> Required action:
Extract the entries in their exact form.

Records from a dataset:
===============

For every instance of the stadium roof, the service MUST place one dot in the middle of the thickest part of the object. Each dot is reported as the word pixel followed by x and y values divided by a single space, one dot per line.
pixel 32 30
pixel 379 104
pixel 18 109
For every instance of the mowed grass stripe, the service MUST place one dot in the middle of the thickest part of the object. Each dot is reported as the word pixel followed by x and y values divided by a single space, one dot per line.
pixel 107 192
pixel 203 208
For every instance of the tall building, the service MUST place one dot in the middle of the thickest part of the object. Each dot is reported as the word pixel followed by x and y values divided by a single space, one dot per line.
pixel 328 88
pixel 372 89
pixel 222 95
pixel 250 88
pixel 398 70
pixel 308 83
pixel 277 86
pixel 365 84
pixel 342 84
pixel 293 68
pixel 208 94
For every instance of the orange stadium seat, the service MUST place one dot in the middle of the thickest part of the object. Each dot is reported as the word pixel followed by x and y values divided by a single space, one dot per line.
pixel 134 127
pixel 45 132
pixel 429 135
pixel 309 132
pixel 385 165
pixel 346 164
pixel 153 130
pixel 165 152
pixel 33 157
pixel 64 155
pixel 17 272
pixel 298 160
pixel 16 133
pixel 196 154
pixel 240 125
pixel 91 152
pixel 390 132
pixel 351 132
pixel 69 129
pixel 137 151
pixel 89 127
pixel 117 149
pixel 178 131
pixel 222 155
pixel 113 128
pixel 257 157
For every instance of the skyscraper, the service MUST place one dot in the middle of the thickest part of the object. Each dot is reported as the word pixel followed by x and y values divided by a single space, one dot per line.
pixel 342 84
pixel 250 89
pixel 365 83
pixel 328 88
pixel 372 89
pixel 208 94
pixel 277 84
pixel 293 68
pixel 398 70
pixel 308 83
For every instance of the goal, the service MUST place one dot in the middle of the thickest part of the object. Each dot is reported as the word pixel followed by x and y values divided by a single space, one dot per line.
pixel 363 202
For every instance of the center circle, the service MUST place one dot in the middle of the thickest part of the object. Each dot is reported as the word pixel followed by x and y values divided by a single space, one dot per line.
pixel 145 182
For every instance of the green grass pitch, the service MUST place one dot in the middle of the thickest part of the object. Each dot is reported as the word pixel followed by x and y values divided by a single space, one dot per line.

===============

> Response area:
For every instance of the stadium roof, the service MUST place one dot in the middle of the thickest part of the object. Each dot is reported as the word pixel followed by x and y values divided by a single space, one dot per line.
pixel 32 30
pixel 379 104
pixel 18 109
For every instance of the mowed grass stripe, the service MUST place one dot in the middle of the thickest part of the object. Each dot is reported as the word pixel followed by x and y values divided by a single space, one dot per line.
pixel 107 192
pixel 203 208
For every instance of the tall building, the service MUST place one dot in the middle of the thickest part of the object. Each dot is reported as the word pixel followed by x and y values divided by a single space, one dot per line.
pixel 328 88
pixel 372 89
pixel 222 95
pixel 250 88
pixel 398 70
pixel 308 83
pixel 277 86
pixel 365 84
pixel 342 84
pixel 293 68
pixel 208 94
For every instance of the orange stadium seat, the service MUST place one dot in the middle of the thickest part of the object. Each dot is reported as the word pixel followed by x and y values divided by a single space, one dot per line.
pixel 134 127
pixel 45 132
pixel 429 135
pixel 309 132
pixel 385 165
pixel 346 164
pixel 153 130
pixel 165 152
pixel 33 157
pixel 64 155
pixel 17 272
pixel 298 160
pixel 16 133
pixel 196 154
pixel 240 125
pixel 91 152
pixel 390 132
pixel 351 132
pixel 69 129
pixel 137 151
pixel 89 127
pixel 117 149
pixel 178 131
pixel 222 155
pixel 113 128
pixel 257 157
For every instance of the skyscraper, the service MUST place one dot in the middle of the thickest part of the object. Each dot is reported as the word pixel followed by x and y values divided by a single space, one dot per line.
pixel 342 84
pixel 250 89
pixel 365 83
pixel 328 88
pixel 372 89
pixel 208 94
pixel 277 84
pixel 293 68
pixel 398 70
pixel 308 83
For every instance of the goal, the service MUST place one dot in the middle of the thickest part of the object. Each dot is reported as the word pixel followed by x and y values divided by a single space, one dot per line.
pixel 363 202
For every instance of the center circle, the service MUST place one dot in the middle of the thickest part of the object. Each dot is reported as the word pixel followed by x and y values divided by a single space, one dot per line.
pixel 145 182
For every instance of the green grass pitch, the service MUST place one dot in the middle of the thickest part of the object. Each dot is reported as the word pixel followed by x and y values divided by a single space, one dot per line.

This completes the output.